[Data records]
++++

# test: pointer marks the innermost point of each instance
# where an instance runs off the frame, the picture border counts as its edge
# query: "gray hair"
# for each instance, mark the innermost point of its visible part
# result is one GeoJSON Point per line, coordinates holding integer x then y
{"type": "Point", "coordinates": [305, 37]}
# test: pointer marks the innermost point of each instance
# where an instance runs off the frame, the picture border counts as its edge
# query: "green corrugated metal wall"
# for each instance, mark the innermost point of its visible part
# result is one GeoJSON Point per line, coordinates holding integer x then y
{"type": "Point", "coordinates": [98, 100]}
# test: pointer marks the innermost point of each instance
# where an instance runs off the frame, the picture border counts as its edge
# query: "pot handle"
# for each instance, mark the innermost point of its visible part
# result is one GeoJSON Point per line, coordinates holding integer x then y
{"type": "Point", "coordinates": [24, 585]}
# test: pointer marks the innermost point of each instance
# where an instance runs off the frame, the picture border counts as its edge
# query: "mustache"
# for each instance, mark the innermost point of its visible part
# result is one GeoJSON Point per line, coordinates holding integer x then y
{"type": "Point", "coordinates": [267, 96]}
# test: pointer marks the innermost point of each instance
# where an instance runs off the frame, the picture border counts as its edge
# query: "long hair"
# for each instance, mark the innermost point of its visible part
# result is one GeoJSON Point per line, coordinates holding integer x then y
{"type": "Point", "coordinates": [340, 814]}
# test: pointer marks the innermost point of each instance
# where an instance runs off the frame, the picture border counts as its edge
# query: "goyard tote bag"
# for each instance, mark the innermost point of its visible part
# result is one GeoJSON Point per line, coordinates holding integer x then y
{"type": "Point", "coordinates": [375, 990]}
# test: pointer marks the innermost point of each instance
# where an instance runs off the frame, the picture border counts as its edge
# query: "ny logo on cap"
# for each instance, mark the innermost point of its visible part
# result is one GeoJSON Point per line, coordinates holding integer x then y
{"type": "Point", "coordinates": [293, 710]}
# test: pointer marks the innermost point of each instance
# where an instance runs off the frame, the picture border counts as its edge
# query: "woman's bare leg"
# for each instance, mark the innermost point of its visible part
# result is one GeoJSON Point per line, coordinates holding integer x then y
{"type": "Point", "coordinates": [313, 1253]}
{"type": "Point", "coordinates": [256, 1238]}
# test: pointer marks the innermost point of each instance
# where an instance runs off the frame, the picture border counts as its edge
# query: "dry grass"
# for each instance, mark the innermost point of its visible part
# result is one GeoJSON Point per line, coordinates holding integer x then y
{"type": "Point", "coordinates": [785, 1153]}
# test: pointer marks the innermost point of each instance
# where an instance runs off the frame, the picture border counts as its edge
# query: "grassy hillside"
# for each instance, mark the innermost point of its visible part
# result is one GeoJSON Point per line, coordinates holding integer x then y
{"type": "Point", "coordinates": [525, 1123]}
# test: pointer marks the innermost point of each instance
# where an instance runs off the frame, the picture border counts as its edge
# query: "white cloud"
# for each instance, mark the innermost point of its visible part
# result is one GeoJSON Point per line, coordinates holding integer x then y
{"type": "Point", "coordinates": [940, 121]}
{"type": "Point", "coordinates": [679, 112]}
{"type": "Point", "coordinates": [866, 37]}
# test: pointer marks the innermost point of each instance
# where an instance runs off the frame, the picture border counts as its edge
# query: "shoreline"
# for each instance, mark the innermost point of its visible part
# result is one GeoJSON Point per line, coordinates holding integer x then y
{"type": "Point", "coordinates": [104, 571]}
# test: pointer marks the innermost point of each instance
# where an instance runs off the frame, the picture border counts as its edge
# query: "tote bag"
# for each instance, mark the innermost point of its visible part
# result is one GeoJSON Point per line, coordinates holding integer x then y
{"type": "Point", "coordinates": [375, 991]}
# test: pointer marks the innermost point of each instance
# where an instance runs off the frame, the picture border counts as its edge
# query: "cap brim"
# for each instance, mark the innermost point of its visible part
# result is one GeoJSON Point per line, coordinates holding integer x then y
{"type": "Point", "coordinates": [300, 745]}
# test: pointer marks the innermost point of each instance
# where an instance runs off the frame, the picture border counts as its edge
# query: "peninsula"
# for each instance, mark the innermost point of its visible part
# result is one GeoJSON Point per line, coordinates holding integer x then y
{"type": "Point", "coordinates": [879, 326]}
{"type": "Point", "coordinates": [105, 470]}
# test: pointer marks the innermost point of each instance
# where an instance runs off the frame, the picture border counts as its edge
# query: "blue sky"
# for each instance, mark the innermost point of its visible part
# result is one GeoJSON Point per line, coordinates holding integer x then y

++++

Can you restate every record above word for word?

# test: pointer marks the innermost point of each instance
# where an instance runs off the frame, the picture border counts as its edge
# query: "gray hair"
# for each instance, mark the innermost point of its visible part
# result is one GeoJSON Point per line, coordinates holding integer x then y
{"type": "Point", "coordinates": [305, 37]}
# test: pointer marks the innermost point of each instance
# where an instance runs off the frame, the picture border counts as its edge
# query: "green corrugated metal wall"
# for each instance, mark the innermost point of its visible part
# result is one GeoJSON Point per line, coordinates holding integer x then y
{"type": "Point", "coordinates": [98, 100]}
# test: pointer marks the innermost point of each instance
# where an instance runs off the frame, the picture border counts as its edge
# query: "pot handle"
# for each instance, mark the innermost point of its visible part
# result is one GeoJSON Point per line, coordinates holding integer x then y
{"type": "Point", "coordinates": [24, 585]}
# test: pointer marks the innermost point of each instance
# where an instance runs off the frame, the picture border counts as its edge
# query: "mustache"
# for each instance, mark the innermost point of its visible part
# result is one GeoJSON Point per line, coordinates holding integer x then y
{"type": "Point", "coordinates": [267, 96]}
# test: pointer marks the innermost point of each instance
# where an instance runs off the frame, the picture border counts as its edge
# query: "long hair"
# for each instance, mark the innermost point of its visible part
# result is one GeoJSON Point per line, coordinates holding integer x then y
{"type": "Point", "coordinates": [340, 814]}
# test: pointer marks the innermost point of each instance
# where an instance runs off the frame, the picture border counts as its edge
# query: "goyard tote bag"
# for each instance, mark the innermost point of its visible part
# result is one GeoJSON Point per line, coordinates holding integer x then y
{"type": "Point", "coordinates": [375, 990]}
# test: pointer marks the innermost point of each instance
# where an instance runs off the frame, the picture border counts as its edge
# query: "ny logo on cap"
# for each instance, mark the innermost point of its visible part
# result is one GeoJSON Point per line, coordinates holding integer x then y
{"type": "Point", "coordinates": [293, 710]}
# test: pointer marks the innermost point of each instance
# where an instance runs off the frame, the picture border counts as its edge
# query: "woman's bare leg"
# for each instance, mark the innermost point of its visible part
# result is one GeoJSON Point per line, coordinates holding integer x then y
{"type": "Point", "coordinates": [313, 1253]}
{"type": "Point", "coordinates": [256, 1238]}
# test: pointer marks the innermost point of each instance
# where an instance runs off the frame, the picture border counts as its edge
# query: "dry grass"
# for each instance, mark the innermost point of its visible part
# result is one GeoJSON Point per line, coordinates holding integer x then y
{"type": "Point", "coordinates": [785, 1153]}
# test: pointer marks the innermost point of each instance
# where an instance runs off the frame, the picture border counts as its edge
# query: "grassy hillside"
# for each instance, mark the innermost point of its visible part
# result is one GeoJSON Point per line, coordinates holding integer x then y
{"type": "Point", "coordinates": [525, 1123]}
# test: pointer marks the innermost point of each instance
# where an instance runs off the frame, the picture border counts as its edge
# query: "white cloud"
# for each instance, mark the innermost point of its visible part
# result is one GeoJSON Point per line, coordinates holding integer x then y
{"type": "Point", "coordinates": [940, 121]}
{"type": "Point", "coordinates": [679, 112]}
{"type": "Point", "coordinates": [866, 37]}
# test: pointer marks the innermost point of each instance
# where an instance runs off the frame, the picture border counts as its edge
# query: "shoreline"
# for each instance, mark the innermost point of its visible part
# result is one GeoJSON Point per line, coordinates holding integer x then y
{"type": "Point", "coordinates": [104, 571]}
# test: pointer marks the innermost point of each instance
# where an instance runs off the frame, the picture border counts as its edge
# query: "tote bag"
# for each instance, mark the innermost point of its visible part
# result is one GeoJSON Point per line, coordinates holding integer x then y
{"type": "Point", "coordinates": [375, 991]}
# test: pointer marks the innermost point of each instance
# where an instance runs off the frame, the picture border counts as its edge
# query: "cap brim"
# for each instance, mark the innermost point of its visible part
# result is one GeoJSON Point per line, coordinates holding integer x then y
{"type": "Point", "coordinates": [300, 745]}
# test: pointer marks the innermost point of each instance
# where an instance runs off the frame, the picture border counts as its edge
# query: "peninsula"
# for each instance, mark the innermost point of its visible part
# result is one GeoJSON Point per line, coordinates holding integer x then y
{"type": "Point", "coordinates": [879, 326]}
{"type": "Point", "coordinates": [105, 470]}
# test: pointer marks the innermost point of each instance
# where an instance runs off the frame, the picture border counts as its edge
# query: "blue sky"
# for each instance, mark the innermost point of its visible part
# result is one GeoJSON Point per line, coordinates holding integer x then y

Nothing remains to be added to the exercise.